-------- Estratto del documento
Tutto que­sto non sarà «visione», sarà sem­plice istinto, ma di certo non è dif­fi­cile leg­gervi una tra­iet­to­ria lineare di stampo auto­ri­ta­rio e thatcheriano.

Ma Renzi non è solo. Da solo o col solo cer­chio magico dei Lotti e dei Del­rio non potrebbe imporre al Paese il pro­prio dise­gno. Un discorso serio chiede a que­sto punto un’analisi attenta delle filiere di con­ni­venza e di com­pli­cità che gli per­met­tono di dila­gare con­so­li­dando il pro­prio potere e tra­sfor­mando pezzo dopo pezzo il sistema poli­tico e gli assetti sociali del Paese. Il tutto senza colpo ferire: senza con­flitti, senza resi­stenza né sostan­ziale oppo­si­zione su qual­si­vo­glia terreno.

Per un verso que­sto discorso guarda in alto, ai man­danti interni e inter­na­zio­nali. Renzi piace ai poteri forti dell’imprenditoria pri­vata, ai ric­chi e ai grandi inve­sti­tori, agli alti gradi della diri­genza pub­blica. È gra­dito alle cor­po­ra­zioni pro­fes­sio­nali, ai corpi chiusi dello Stato, al pos­sente eser­cito degli eva­sori fiscali. E va a genio, non da ultimo, alle cen­trali del potere euro­peo e atlan­tico, di cui non mette mai in discus­sione, se non a parole, inte­ressi e scelte.

Ma nem­meno tutto que­sto basta. Il ren­zi­smo non è una dit­ta­tura, ricatti e inti­mi­da­zioni non tol­gono che le isti­tu­zioni fun­zio­nino ancora in base alla rela­tiva auto­no­mia di ogni sin­gola arti­co­la­zione dello Stato e della società civile. E la stessa gran­cassa media­tica senza la quale il regime implo­de­rebbe non obbe­di­sce ai det­tami di un’occhiuta cen­sura gover­na­tiva. Insomma, i poteri alti sug­ge­ri­scono e pro­teg­gono, ma nean­che il loro appog­gio da solo baste­rebbe a garan­tire al capo del governo le con­di­zioni neces­sa­rie all’efficacia e alla con­ti­nuità di un’azione a suo modo «rivo­lu­zio­na­ria», nel senso della sov­ver­sione dell’ordinamento demo­cra­tico e costituzionale.
----------------
-------- Dati forniti
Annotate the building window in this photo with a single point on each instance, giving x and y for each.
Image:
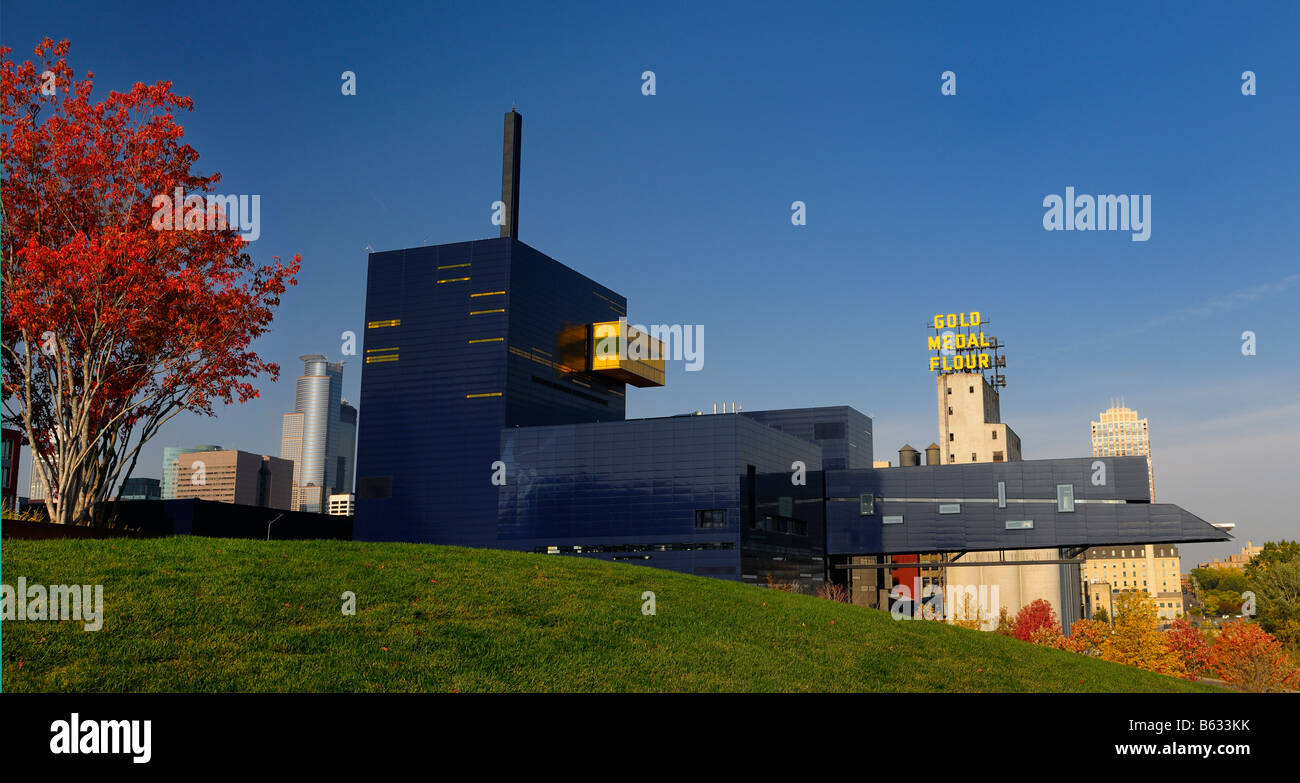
----------------
Obiettivo -
Continua l'estratto sul renzismo riportato sopra, partendo subito dopo la sua ultima frase.

Risultato finale -
Dove guar­dare allora? Il sug­ge­ri­mento è quello di ripren­dere in mano l’ultimo libro di Primo Levi, scritto pochi mesi prima di por fine alla vita, un po’ il suo testa­mento spi­ri­tuale. Ne I som­mersi e i sal­vati i Lager sono con­si­de­rati un labo­ra­to­rio per l’analisi delle dina­mi­che di potere, un micro­co­smo in qual­che modo cor­ri­spon­dente all’intera società tede­sca. Ciò che col­piva Levi era il fatto che per­sino lì, nell’istituzione para­dig­ma­tica della vio­lenza bru­tale e della nega­zione dell’umano, il potere fun­zio­nasse anche gra­zie al sup­porto di una parte delle sue stesse vit­time. Che per­sino lì dove la fero­cia del potere mili­tare trion­fava, l’ordine era garan­tito anche dall’obbedienza, la quale impli­cava a sua volta una qual­che forma di con­senso, di con­ni­venza, di complicità.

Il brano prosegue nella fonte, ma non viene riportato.